Excerpt to read:
______________________________

1National Research Council of Italy, Institute of Molecular Genetics, IGM-CNR, 40136 Bologna, Italy

2Rizzoli Orthopaedic Institute, SC Laboratory of Musculoskeletal Cell Biology, 40136 Bologna, Italy

3Rizzoli Orthopaedic Institute, Laboratory RAMSES, 40136 Bologna, Italy

4Fondazione Policlinico Tor Vergata, U.O.C. Laboratory of Medical Genetics, 00133 Rome, Italy

5Tor Vergata University, Department of Biomedicine and Prevention, 00133 Rome, Italy

Correspondence to:

Stefano Squarzoni, e-mail: [email protected]

Keywords: Hutchinson Gilford progeria syndrome, premature aging, all-trans retinoic acid, rapamycin, DNA damage and repair

Received: May 13, 2015     Accepted: July 31, 2015     Published: August 13, 2015


Hutchinson Gilford progeria syndrome is a fatal disorder characterized by accelerated aging, bone resorption and atherosclerosis, caused by a LMNA mutation which produces progerin, a mutant lamin A precursor. Progeria cells display progerin and prelamin A nuclear accumulation, altered histone methylation pattern, heterochromatin loss, increased DNA damage and cell cycle alterations. Since the LMNA promoter contains a retinoic acid responsive element, we investigated if all-trans retinoic acid administration could lower progerin levels in cultured fibroblasts. We also evaluated the effect of associating rapamycin, which induces autophagic degradation of progerin and prelamin A.

______________________________

Saved entries:

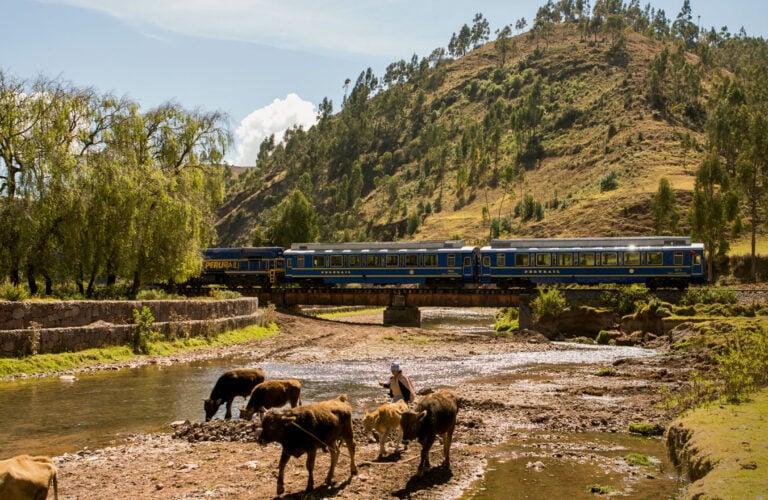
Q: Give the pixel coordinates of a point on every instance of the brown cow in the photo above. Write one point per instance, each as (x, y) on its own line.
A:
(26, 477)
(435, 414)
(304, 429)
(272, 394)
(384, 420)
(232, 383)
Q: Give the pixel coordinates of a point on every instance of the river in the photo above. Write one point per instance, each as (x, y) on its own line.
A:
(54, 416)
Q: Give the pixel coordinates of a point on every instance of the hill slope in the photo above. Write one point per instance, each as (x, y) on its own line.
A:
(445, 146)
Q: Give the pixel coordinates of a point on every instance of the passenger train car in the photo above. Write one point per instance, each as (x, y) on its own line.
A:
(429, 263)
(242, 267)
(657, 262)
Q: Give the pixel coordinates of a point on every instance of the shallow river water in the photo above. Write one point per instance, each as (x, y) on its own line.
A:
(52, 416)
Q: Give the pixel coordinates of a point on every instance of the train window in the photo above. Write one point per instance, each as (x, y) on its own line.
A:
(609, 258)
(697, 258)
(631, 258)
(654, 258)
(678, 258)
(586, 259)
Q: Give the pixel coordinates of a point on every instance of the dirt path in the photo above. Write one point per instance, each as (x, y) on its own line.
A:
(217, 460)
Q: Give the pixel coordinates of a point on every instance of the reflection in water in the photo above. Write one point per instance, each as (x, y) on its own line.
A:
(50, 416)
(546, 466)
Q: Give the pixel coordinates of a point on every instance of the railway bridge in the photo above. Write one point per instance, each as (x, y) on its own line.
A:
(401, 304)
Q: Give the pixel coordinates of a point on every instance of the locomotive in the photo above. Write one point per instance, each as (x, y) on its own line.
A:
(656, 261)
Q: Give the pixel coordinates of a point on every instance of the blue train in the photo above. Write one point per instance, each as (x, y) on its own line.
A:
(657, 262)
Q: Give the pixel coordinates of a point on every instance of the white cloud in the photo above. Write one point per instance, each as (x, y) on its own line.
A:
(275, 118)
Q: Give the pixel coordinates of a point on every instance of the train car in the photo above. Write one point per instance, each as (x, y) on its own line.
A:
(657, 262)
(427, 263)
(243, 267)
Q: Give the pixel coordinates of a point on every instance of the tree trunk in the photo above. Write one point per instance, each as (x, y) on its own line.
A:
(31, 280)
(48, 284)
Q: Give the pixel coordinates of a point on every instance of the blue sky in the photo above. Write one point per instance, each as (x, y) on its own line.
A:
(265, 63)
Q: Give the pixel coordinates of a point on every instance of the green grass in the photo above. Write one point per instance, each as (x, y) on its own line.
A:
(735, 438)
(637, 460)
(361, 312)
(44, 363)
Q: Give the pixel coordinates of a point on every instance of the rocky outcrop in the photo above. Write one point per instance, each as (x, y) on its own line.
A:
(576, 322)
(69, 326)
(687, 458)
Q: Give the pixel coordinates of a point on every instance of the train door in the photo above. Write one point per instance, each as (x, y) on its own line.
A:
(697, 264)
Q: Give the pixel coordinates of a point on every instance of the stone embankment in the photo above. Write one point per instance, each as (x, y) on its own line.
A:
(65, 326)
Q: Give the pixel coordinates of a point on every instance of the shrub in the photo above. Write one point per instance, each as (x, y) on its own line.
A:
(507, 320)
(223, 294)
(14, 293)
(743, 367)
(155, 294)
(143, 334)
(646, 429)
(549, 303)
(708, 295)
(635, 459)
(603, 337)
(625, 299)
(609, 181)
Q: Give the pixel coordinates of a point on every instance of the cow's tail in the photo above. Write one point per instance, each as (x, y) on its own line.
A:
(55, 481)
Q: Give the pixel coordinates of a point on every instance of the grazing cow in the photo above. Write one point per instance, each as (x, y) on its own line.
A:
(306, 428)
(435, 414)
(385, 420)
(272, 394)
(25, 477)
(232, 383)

______________________________

Reproduce the portion of the progeria excerpt above between "Received: May 13, 2015     Accepted: July" and "and prelamin A.", inclusive.

Received: May 13, 2015     Accepted: July 31, 2015     Published: August 13, 2015


Hutchinson Gilford progeria syndrome is a fatal disorder characterized by accelerated aging, bone resorption and atherosclerosis, caused by a LMNA mutation which produces progerin, a mutant lamin A precursor. Progeria cells display progerin and prelamin A nuclear accumulation, altered histone methylation pattern, heterochromatin loss, increased DNA damage and cell cycle alterations. Since the LMNA promoter contains a retinoic acid responsive element, we investigated if all-trans retinoic acid administration could lower progerin levels in cultured fibroblasts. We also evaluated the effect of associating rapamycin, which induces autophagic degradation of progerin and prelamin A.